━━━ Text extract ━━━

The drive for diversity should not only occur in portfolio companies, however. Institutional investors also need to capture the benefits themselves. Our survey shows that many are trying to do so.

Some 62% of executives at investors said their organization was under some pressure to increase diversity, with 19% saying the pressure was felt “to a large extent.” The data also suggests that public asset owners are setting an example: public pension funds reported the most pressure to improve diversity, with sovereign wealth funds also saying they were under substantial pressure.

To see the impact, look at the data on Japan, where 55% of institutional investors reported a large amount of pressure for change, against 22% in the United States. Japan legislated to promote female advancement in the workplace in 2016. The Government Pension Investment Fund for Japan integrated this concept by adopting the MSCI Japan Empowering Women Index in 2017.

━━━ Excerpted records ━━━

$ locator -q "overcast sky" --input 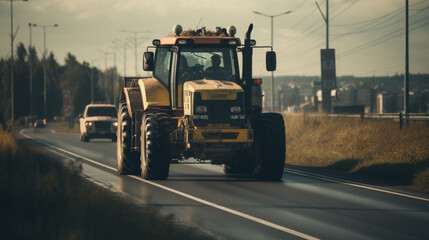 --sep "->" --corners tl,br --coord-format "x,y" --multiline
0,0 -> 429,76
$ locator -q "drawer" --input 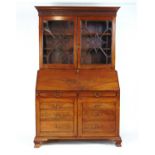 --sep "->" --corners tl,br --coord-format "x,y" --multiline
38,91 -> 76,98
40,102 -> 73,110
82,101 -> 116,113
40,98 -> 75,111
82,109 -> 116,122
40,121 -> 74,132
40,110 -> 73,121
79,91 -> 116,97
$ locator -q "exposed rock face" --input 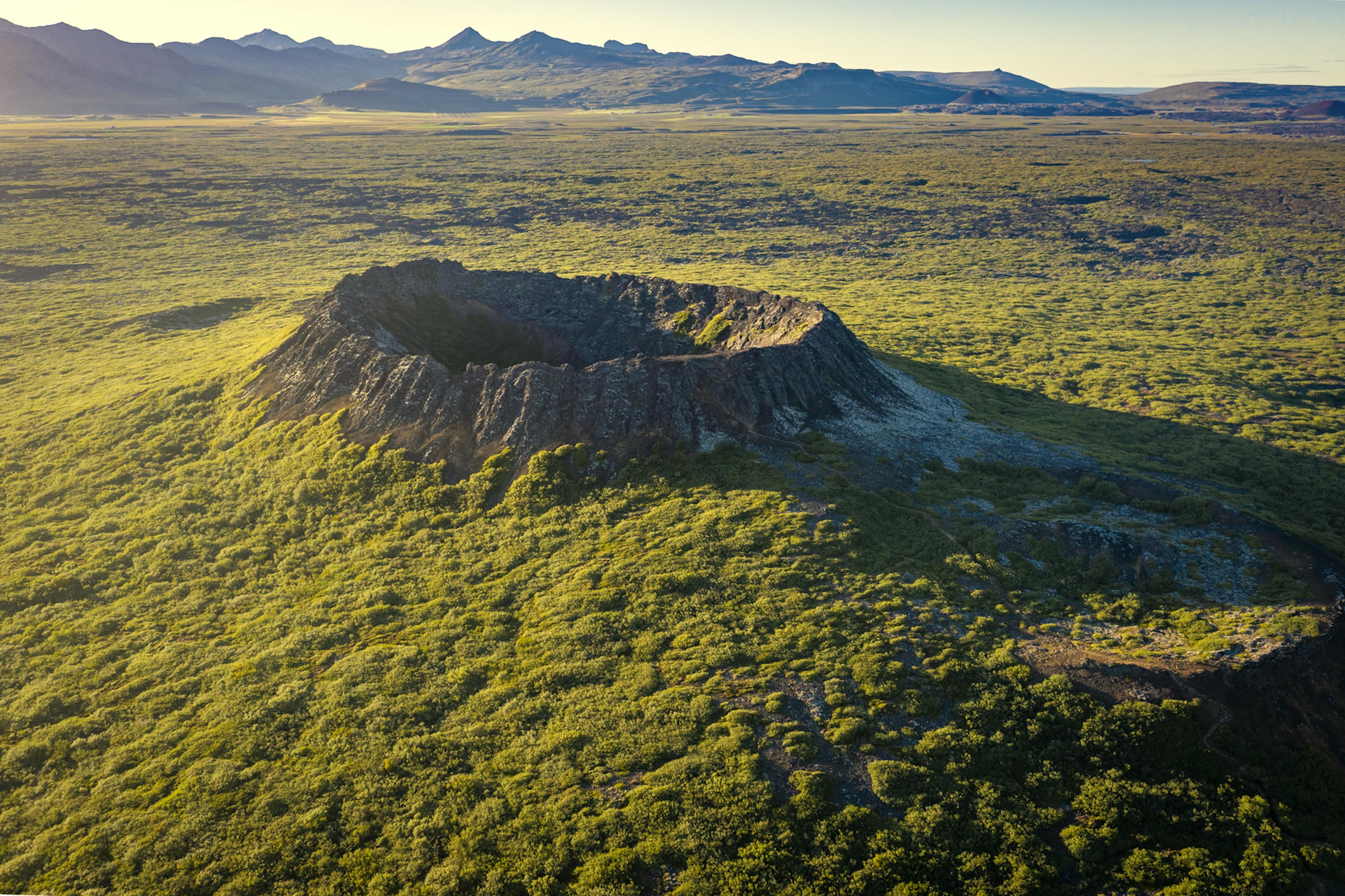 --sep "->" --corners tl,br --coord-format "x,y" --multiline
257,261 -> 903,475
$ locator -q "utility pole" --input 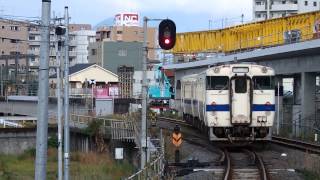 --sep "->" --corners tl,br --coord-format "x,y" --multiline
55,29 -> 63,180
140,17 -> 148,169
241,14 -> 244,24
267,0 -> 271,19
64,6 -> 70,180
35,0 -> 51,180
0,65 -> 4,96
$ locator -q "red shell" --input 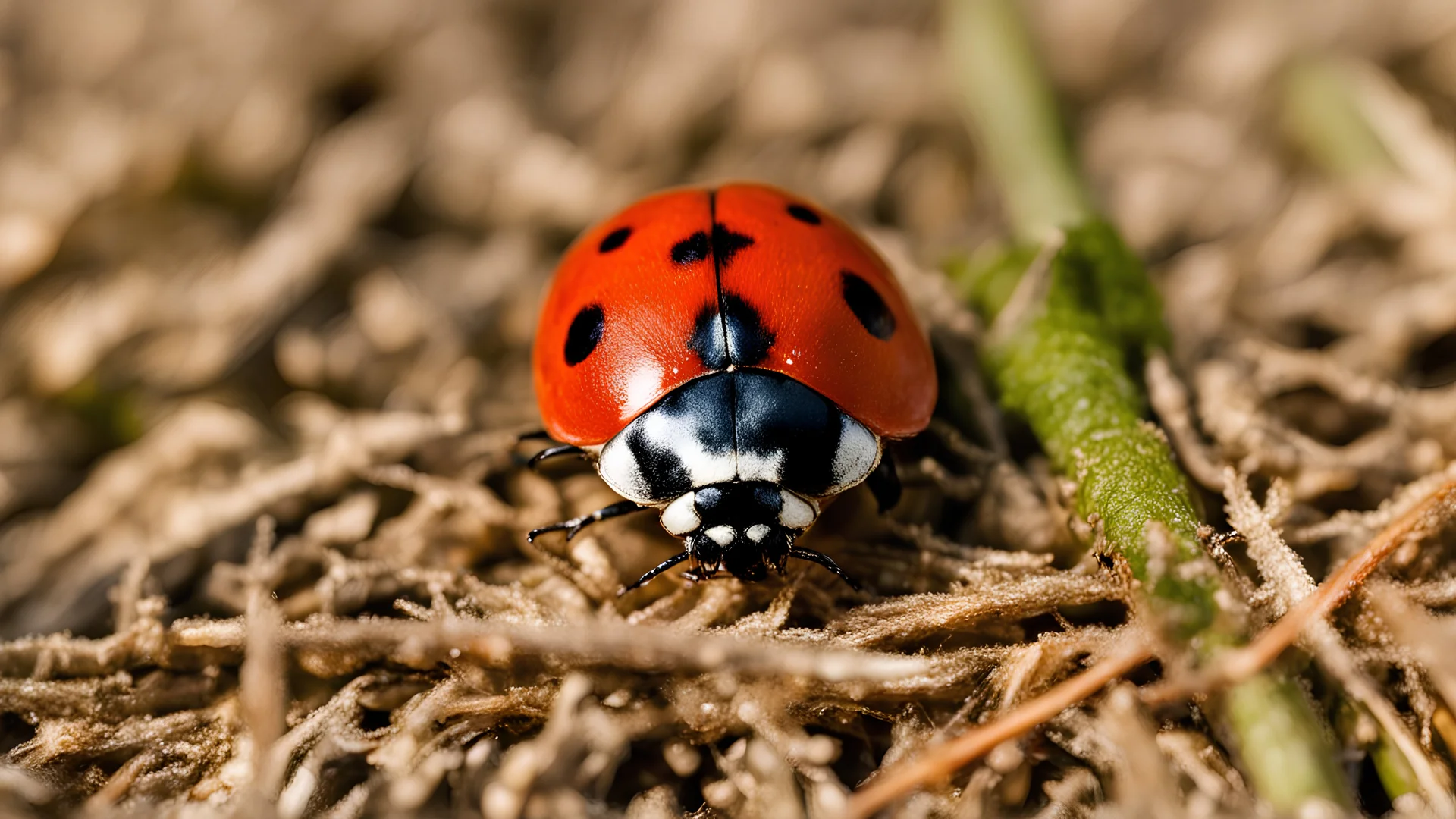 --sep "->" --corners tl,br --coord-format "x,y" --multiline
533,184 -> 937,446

━━━

Goal: Carry on the piece about diversity pressure on institutional investors, picking up right after its last sentence. The data isn't needed here.

Result of the exercise:
Institutional investors are also catalyzing broader change. When investors look for outside managers, diversity is being increasingly baked-in to the RFP process, and investors want to see outcomes, not targets. This places real pressure throughout the investment industry.

The survey asked whether institutional investors felt under external pressure on diversity. But it is no longer necessary for the board, the HR department or other forces outside the investment function to nag; chief investment officers and other senior executives are recognizing the benefits. And they are not only setting policies and metrics; they are also looking for results.